What to produce
A verbatim copy of each record is required.

START Information supplied

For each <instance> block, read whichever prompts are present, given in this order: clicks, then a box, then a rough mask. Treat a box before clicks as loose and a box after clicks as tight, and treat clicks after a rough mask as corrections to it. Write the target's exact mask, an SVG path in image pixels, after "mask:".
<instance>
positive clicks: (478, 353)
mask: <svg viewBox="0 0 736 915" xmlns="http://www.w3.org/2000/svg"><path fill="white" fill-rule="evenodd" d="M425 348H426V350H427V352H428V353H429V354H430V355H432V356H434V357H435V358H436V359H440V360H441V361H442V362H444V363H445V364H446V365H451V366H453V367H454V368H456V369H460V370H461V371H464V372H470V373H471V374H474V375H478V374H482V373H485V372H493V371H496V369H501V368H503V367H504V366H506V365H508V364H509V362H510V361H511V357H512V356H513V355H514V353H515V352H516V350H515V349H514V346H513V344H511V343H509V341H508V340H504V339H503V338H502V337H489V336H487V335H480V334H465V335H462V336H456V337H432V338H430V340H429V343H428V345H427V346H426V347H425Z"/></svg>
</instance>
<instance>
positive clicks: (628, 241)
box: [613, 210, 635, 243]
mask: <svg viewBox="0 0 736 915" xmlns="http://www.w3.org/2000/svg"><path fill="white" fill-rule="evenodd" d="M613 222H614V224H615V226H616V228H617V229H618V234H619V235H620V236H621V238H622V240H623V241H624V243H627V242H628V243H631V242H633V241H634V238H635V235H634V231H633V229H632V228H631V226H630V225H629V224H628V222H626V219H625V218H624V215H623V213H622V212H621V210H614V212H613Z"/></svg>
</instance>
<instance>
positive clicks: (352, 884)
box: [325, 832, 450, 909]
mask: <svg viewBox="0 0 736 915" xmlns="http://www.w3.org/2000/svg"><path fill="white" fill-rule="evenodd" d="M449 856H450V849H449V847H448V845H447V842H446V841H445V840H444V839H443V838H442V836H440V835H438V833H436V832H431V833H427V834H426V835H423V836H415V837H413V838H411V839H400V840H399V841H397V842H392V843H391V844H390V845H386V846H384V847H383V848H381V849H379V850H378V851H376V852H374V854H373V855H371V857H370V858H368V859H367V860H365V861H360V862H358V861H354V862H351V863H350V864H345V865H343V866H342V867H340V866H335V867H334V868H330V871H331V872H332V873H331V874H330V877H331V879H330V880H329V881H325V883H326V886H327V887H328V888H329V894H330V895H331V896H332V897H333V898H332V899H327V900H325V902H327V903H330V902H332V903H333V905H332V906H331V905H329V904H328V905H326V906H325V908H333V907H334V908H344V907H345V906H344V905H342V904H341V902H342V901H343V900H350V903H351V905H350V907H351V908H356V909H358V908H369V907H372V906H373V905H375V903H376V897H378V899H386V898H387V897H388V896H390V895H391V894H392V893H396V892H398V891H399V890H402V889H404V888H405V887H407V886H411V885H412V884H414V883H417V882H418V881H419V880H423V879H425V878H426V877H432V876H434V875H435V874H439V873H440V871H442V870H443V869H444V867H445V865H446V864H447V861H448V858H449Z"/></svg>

END Information supplied

Response for this exercise
For each <instance> block, read whichever prompts are present, given in this order: clicks, then a box, then a rough mask. Treat a box before clicks as loose and a box after clicks as tight, and treat clicks after a rough mask as corrections to it. Write the target's exact mask, an SVG path in image pixels, after "mask:".
<instance>
positive clicks: (478, 353)
mask: <svg viewBox="0 0 736 915" xmlns="http://www.w3.org/2000/svg"><path fill="white" fill-rule="evenodd" d="M425 348H426V350H427V352H428V353H429V354H430V355H432V356H434V357H435V358H436V359H440V360H441V361H442V362H444V363H445V364H446V365H451V366H453V367H454V368H456V369H460V370H461V371H464V372H470V373H471V374H474V375H478V374H482V373H485V372H493V371H496V369H501V368H503V367H504V366H506V365H508V364H509V362H510V361H511V357H512V356H513V355H514V353H515V352H516V350H515V349H514V346H513V344H511V343H509V341H508V340H504V339H503V338H502V337H489V336H487V335H480V334H465V335H462V336H456V337H432V338H430V340H429V343H428V345H427V346H426V347H425Z"/></svg>
</instance>
<instance>
positive clicks: (628, 241)
box: [613, 210, 635, 243]
mask: <svg viewBox="0 0 736 915" xmlns="http://www.w3.org/2000/svg"><path fill="white" fill-rule="evenodd" d="M613 222H614V224H615V226H616V228H617V229H618V234H619V235H620V236H621V238H622V240H623V241H624V243H627V242H628V243H631V242H633V241H634V238H635V235H634V231H633V229H632V228H631V226H630V225H629V224H628V222H626V219H625V218H624V215H623V213H622V212H621V210H614V212H613Z"/></svg>
</instance>
<instance>
positive clicks: (352, 884)
box: [325, 832, 450, 909]
mask: <svg viewBox="0 0 736 915" xmlns="http://www.w3.org/2000/svg"><path fill="white" fill-rule="evenodd" d="M449 856H450V849H449V847H448V845H447V842H446V841H445V840H444V839H443V838H442V836H440V835H438V833H436V832H431V833H427V834H426V835H423V836H415V837H413V838H411V839H400V840H399V841H397V842H392V843H391V844H390V845H386V846H384V847H383V848H381V849H379V850H378V851H376V852H374V854H373V855H371V857H370V858H368V859H367V860H365V861H360V862H358V861H354V862H351V863H350V864H345V865H343V866H342V867H340V866H335V867H334V868H330V871H331V872H332V873H331V874H330V877H331V879H330V880H329V881H325V883H326V886H327V887H328V888H329V894H330V895H331V896H332V897H333V898H332V899H327V900H325V902H327V903H330V902H332V903H333V905H332V906H331V905H329V904H328V905H326V906H325V908H333V907H334V908H344V907H345V906H344V905H342V904H341V902H342V901H343V900H350V903H351V905H350V907H351V908H356V909H358V908H369V907H372V906H373V905H375V903H376V897H378V899H386V898H387V897H388V896H390V895H391V894H392V893H396V892H398V891H399V890H402V889H404V888H405V887H407V886H411V885H412V884H414V883H417V882H418V881H419V880H423V879H425V878H426V877H432V876H434V875H435V874H439V873H440V871H442V870H443V869H444V867H445V865H446V864H447V861H448V858H449Z"/></svg>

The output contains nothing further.